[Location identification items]
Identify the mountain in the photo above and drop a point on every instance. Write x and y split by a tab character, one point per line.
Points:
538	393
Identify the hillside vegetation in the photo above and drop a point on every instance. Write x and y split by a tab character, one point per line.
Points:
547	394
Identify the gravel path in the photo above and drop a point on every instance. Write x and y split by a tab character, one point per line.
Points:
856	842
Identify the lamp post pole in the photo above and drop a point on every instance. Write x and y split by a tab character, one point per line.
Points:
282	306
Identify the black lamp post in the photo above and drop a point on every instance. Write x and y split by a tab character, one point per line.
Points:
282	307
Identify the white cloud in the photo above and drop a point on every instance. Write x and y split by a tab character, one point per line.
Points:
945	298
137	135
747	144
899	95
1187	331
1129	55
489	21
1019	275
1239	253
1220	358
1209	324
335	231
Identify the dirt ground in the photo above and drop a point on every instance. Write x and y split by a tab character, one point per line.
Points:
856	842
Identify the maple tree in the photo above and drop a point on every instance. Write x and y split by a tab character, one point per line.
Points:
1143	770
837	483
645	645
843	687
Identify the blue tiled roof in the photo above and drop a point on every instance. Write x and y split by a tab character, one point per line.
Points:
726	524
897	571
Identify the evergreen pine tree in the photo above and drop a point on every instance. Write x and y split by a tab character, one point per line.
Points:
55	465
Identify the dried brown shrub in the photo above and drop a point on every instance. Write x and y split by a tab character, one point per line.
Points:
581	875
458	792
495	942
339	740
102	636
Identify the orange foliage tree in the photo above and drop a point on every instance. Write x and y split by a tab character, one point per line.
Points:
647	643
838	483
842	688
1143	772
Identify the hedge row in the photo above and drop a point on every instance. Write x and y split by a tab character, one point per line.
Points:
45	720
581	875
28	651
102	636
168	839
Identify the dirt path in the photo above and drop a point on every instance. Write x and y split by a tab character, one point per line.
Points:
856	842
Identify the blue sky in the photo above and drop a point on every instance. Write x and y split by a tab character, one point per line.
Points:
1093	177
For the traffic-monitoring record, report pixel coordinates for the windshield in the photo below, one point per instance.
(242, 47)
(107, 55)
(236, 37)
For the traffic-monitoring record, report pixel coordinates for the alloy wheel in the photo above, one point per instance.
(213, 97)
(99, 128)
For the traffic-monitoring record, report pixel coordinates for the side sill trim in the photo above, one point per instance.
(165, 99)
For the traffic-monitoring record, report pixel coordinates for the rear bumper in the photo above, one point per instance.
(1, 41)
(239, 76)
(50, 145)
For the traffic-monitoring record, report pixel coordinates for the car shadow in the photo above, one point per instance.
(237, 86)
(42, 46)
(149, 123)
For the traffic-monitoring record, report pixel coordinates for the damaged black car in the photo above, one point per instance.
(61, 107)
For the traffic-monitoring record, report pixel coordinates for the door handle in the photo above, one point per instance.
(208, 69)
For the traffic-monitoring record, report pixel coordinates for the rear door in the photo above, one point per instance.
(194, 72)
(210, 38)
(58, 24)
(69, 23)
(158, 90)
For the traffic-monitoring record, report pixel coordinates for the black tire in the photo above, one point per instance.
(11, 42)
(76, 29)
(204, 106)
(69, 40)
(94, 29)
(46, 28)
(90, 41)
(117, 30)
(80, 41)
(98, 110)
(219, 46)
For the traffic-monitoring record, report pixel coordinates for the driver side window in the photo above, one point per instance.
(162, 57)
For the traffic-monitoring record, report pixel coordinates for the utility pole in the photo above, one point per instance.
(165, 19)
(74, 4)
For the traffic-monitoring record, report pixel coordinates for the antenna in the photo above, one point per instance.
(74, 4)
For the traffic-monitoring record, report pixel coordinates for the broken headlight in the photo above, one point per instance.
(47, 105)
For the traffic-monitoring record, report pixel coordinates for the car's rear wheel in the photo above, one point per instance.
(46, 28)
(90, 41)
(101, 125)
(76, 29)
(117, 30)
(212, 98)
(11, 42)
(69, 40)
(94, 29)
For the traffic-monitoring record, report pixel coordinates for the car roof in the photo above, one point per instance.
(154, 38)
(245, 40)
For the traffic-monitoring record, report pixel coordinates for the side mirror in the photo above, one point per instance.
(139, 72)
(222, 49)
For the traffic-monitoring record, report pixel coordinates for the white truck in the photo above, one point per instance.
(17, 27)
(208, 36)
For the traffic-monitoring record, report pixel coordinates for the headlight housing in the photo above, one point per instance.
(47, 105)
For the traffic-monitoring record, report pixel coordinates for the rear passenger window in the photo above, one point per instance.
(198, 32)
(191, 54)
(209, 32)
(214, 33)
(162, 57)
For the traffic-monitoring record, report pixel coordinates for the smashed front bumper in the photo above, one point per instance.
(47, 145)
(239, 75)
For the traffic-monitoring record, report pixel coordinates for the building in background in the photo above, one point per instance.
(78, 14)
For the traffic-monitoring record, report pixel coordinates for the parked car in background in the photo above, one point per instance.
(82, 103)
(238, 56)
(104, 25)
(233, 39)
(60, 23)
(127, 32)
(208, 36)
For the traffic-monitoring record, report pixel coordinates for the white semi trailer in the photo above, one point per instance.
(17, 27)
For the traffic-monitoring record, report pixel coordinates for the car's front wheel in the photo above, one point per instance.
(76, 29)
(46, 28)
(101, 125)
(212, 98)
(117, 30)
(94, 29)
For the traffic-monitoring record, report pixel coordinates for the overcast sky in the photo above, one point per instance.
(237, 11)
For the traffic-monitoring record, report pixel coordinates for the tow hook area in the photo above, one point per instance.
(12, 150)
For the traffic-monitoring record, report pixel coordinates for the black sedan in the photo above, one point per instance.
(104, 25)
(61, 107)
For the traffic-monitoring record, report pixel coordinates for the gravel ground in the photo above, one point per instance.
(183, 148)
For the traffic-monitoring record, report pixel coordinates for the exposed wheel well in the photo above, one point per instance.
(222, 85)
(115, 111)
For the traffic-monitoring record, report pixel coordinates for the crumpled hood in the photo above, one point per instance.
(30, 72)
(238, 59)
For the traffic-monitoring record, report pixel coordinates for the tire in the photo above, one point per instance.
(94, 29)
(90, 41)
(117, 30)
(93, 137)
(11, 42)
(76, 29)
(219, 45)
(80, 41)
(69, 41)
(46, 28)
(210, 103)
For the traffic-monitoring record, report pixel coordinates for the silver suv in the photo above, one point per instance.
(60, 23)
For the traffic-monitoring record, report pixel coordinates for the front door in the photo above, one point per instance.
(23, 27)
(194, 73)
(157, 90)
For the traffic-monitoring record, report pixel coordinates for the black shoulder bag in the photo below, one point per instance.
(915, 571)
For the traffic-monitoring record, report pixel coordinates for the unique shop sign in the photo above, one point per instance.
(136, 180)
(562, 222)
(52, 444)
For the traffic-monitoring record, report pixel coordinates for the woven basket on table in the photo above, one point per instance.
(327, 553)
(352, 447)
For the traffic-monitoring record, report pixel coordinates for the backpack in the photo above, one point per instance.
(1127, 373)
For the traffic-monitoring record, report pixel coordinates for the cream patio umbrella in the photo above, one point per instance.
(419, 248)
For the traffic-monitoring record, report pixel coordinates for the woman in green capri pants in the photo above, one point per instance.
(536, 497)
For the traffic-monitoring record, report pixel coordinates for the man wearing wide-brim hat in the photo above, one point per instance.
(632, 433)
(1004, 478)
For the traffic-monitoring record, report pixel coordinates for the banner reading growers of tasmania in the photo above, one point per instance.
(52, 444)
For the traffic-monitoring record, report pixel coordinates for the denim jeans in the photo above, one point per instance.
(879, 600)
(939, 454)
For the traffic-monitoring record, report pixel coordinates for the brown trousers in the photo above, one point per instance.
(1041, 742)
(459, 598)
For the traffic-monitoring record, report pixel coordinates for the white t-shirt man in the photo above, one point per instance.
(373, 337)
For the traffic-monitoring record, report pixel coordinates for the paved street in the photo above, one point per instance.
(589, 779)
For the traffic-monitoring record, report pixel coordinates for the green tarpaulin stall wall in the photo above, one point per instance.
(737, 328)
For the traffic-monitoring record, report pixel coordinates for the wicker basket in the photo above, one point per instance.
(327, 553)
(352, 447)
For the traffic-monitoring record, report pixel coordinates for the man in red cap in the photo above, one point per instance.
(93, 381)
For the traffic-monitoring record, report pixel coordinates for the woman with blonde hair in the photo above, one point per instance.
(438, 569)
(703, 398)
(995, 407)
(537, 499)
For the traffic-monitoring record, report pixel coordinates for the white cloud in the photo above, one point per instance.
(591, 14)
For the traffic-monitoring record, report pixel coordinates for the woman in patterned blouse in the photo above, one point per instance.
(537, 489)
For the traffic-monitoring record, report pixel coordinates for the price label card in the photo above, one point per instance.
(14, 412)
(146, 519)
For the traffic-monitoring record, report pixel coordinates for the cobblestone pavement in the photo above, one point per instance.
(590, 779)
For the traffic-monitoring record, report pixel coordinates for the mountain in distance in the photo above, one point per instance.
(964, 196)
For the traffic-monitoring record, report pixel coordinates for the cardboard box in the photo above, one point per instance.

**Exercise prompt**
Starting at the line that contains "for the price", repeat each line exactly through the last one in the listing. Include both of those lines and nothing more.

**Output of the exercise**
For the traffic-monitoring record, report pixel coordinates for the price label card in the photo above, one point per instance.
(14, 412)
(146, 519)
For the traffic-monitoring record, report pixel coordinates for the cobblestone pavement in the photo above, one point per instance.
(590, 779)
For the traffic-monitoring record, report pixel coordinates for the mountain in distance in the photo above, one point per instance.
(964, 196)
For the traffic-monitoring record, report pixel coordinates for the cardboard box in the photo above, one point per instance.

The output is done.